---- DATASET EXTRACT
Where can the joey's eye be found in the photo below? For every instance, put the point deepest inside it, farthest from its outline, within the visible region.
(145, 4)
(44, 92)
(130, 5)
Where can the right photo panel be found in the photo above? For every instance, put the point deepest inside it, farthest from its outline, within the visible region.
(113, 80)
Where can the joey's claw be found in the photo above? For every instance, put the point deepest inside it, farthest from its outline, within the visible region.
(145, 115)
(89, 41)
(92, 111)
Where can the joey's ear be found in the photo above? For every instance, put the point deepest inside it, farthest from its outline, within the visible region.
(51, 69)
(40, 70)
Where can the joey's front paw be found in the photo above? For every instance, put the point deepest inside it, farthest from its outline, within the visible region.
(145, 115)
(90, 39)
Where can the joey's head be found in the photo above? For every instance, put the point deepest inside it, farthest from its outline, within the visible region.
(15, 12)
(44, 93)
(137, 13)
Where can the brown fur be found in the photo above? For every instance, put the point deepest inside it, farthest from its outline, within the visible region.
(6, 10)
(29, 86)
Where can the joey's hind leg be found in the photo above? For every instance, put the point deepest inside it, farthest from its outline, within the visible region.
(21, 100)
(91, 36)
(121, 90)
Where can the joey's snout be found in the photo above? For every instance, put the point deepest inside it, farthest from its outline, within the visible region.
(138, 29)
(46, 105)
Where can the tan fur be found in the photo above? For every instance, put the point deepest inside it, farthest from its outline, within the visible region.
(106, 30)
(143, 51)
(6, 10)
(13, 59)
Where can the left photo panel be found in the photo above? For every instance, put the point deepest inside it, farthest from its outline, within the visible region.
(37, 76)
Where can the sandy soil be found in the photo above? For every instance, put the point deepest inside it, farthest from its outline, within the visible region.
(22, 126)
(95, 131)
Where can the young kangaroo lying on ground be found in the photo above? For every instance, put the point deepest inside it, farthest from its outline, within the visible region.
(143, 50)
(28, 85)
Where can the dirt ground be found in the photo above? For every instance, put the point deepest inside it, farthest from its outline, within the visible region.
--------
Write out every entry again exactly, please, with nothing missing.

→ **ANSWER**
Where can the joey's eye be found in the photo below? For every instance, put the point deepest inside it, farthest from its outline, within the visible region.
(145, 4)
(44, 92)
(130, 5)
Where can the right photo panel be found in the photo above? For every instance, put the point deepest inside it, farthest from its outline, within the visible region.
(113, 80)
Where can the joey's claw be found in the photo above? For every instance, put the point deepest inside it, farthest from its outline, within the visible region.
(145, 115)
(89, 41)
(92, 111)
Where can the joey's ear be found in the photo above? For every instance, put the point deepest inside it, farthest from its outline, within the visible region.
(51, 69)
(40, 70)
Where can the joey's front paw be found in the photo above? For every instance, put the point deepest inside it, farthest from its outline, within the visible region.
(145, 115)
(90, 39)
Where can the joey's head be found in the photo above? For every instance, put the point deepest inside it, farthest from its outline, within the visible region.
(15, 12)
(44, 93)
(137, 13)
Where can the brown fur be found in the photo above? For every instance, put the point deepest inside it, farthest from its outline, within the visible region.
(6, 10)
(29, 86)
Where can the joey's hind leg be found in the photo above? For every instance, put the point deepest inside it, farthest from its outline, within the visible region.
(21, 100)
(91, 36)
(121, 90)
Where can the joey's snout be found in the photo above? For every instance, put the point deepest inside it, farthest from its outline, within the visible region.
(138, 29)
(46, 105)
Where can the tan fur be found in the photo above? For every instance, put the point deepest inside it, farthest from its outline, within the visible region.
(106, 30)
(143, 51)
(6, 10)
(13, 59)
Where can the left photo panel be found in the photo above? For every instance, put the point deepest inside it, farthest from its outline, within the visible region.
(37, 76)
Where can the sandy soil be found in the photo above? For every instance, put the point deepest inside it, farthest from its outline, within the visible region.
(22, 126)
(95, 131)
Where can the young kangaroo lying on ground be found in the photo above? For every instance, put the point deepest inside it, farthest from its outline, within the visible region.
(143, 50)
(28, 85)
Where can the dirt ground be found in the photo above? For every instance, put the point deepest inside it, farthest from its outline, within the visible region.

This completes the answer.